Please copy out the items from the line containing "yard. Review it and find all matching regions." through the end of the items, inclusive, putting "situation" wherever "scenario" appears and keeping everything else the same.

* * * *

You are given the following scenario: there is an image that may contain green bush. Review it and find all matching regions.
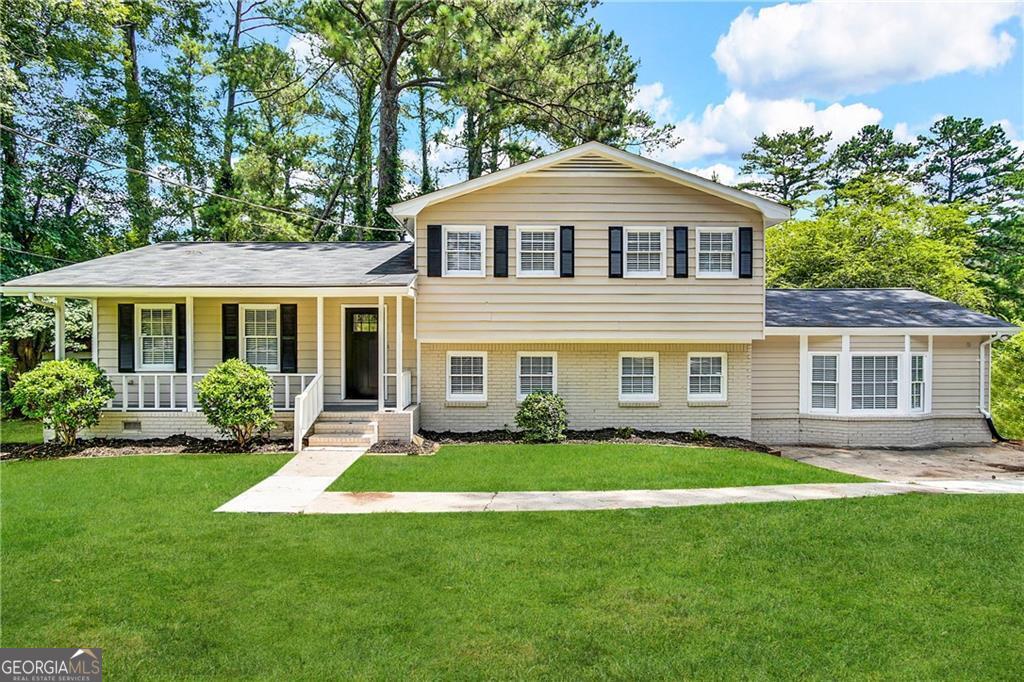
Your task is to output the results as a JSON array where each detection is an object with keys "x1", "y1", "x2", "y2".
[
  {"x1": 515, "y1": 393, "x2": 568, "y2": 442},
  {"x1": 11, "y1": 359, "x2": 114, "y2": 445},
  {"x1": 196, "y1": 358, "x2": 274, "y2": 447}
]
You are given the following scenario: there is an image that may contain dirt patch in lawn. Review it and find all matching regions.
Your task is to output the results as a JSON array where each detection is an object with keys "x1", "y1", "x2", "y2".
[
  {"x1": 0, "y1": 436, "x2": 294, "y2": 460},
  {"x1": 421, "y1": 429, "x2": 781, "y2": 457}
]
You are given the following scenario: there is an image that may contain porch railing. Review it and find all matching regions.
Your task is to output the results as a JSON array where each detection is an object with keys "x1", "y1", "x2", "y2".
[
  {"x1": 292, "y1": 374, "x2": 324, "y2": 453},
  {"x1": 106, "y1": 372, "x2": 317, "y2": 412}
]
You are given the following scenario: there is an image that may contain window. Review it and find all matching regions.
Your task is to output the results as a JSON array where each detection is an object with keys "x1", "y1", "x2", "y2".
[
  {"x1": 443, "y1": 225, "x2": 485, "y2": 278},
  {"x1": 850, "y1": 355, "x2": 899, "y2": 410},
  {"x1": 687, "y1": 353, "x2": 726, "y2": 400},
  {"x1": 697, "y1": 227, "x2": 738, "y2": 278},
  {"x1": 516, "y1": 225, "x2": 558, "y2": 278},
  {"x1": 618, "y1": 353, "x2": 657, "y2": 402},
  {"x1": 910, "y1": 355, "x2": 925, "y2": 412},
  {"x1": 447, "y1": 351, "x2": 487, "y2": 401},
  {"x1": 624, "y1": 227, "x2": 665, "y2": 278},
  {"x1": 135, "y1": 303, "x2": 175, "y2": 372},
  {"x1": 240, "y1": 304, "x2": 281, "y2": 372},
  {"x1": 811, "y1": 355, "x2": 839, "y2": 412},
  {"x1": 516, "y1": 352, "x2": 558, "y2": 400}
]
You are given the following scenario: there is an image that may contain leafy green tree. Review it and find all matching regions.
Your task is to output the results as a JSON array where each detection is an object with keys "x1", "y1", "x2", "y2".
[
  {"x1": 766, "y1": 182, "x2": 987, "y2": 309},
  {"x1": 739, "y1": 126, "x2": 831, "y2": 208},
  {"x1": 916, "y1": 116, "x2": 1024, "y2": 204}
]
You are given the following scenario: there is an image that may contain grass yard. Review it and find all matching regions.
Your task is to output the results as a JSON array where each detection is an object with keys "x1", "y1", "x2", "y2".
[
  {"x1": 329, "y1": 443, "x2": 866, "y2": 493},
  {"x1": 0, "y1": 455, "x2": 1024, "y2": 680},
  {"x1": 0, "y1": 419, "x2": 43, "y2": 443}
]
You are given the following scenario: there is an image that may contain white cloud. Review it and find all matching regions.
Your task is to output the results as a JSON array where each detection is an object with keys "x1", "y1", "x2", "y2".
[
  {"x1": 651, "y1": 92, "x2": 882, "y2": 165},
  {"x1": 713, "y1": 1, "x2": 1022, "y2": 97}
]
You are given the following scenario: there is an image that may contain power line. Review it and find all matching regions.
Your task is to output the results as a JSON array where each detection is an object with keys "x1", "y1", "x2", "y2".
[{"x1": 0, "y1": 123, "x2": 401, "y2": 235}]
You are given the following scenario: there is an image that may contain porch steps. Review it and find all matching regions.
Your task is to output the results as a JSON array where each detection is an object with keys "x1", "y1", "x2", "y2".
[{"x1": 306, "y1": 412, "x2": 385, "y2": 447}]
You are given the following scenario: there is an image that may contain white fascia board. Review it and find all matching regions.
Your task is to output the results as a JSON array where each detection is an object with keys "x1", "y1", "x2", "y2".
[
  {"x1": 765, "y1": 325, "x2": 1020, "y2": 336},
  {"x1": 388, "y1": 142, "x2": 791, "y2": 227},
  {"x1": 0, "y1": 285, "x2": 416, "y2": 298}
]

* * * *

* **WORKED ANSWER**:
You are given the following situation: there is an image that may contain grass yard. Review it and find all matching regions.
Your task is to output the results as a JSON array where each detection is an object with keys "x1", "y1", "x2", "y2".
[
  {"x1": 329, "y1": 443, "x2": 866, "y2": 493},
  {"x1": 0, "y1": 455, "x2": 1024, "y2": 680},
  {"x1": 0, "y1": 419, "x2": 43, "y2": 443}
]
You are given the following situation: there is an image that may contain white cloud. Review it and find all matching regions.
Your task is to output the results as a JSON array where each detection is an object with keys "x1", "y1", "x2", "y2".
[
  {"x1": 651, "y1": 92, "x2": 882, "y2": 165},
  {"x1": 713, "y1": 1, "x2": 1022, "y2": 97}
]
You are given the following situation: there is an image that may contain power line. Review it and find all matching regions.
Your task is to output the results as a JSON array where each detection is an object with keys "x1", "y1", "x2", "y2".
[{"x1": 0, "y1": 123, "x2": 401, "y2": 235}]
You are given the following situation: there is an image that may contain porch steps. Review it and find all matching regions.
Your task is to output the results as a JSON array where each detection is an object with keys "x1", "y1", "x2", "y2".
[{"x1": 306, "y1": 412, "x2": 385, "y2": 447}]
You are given the following situation: there is an image that may contain white fascia board. Review it and find all matching regions.
Your task is to output the results as a JSON array where each detection is an object with keys "x1", "y1", "x2", "y2".
[
  {"x1": 765, "y1": 325, "x2": 1020, "y2": 336},
  {"x1": 388, "y1": 142, "x2": 791, "y2": 227},
  {"x1": 0, "y1": 285, "x2": 416, "y2": 298}
]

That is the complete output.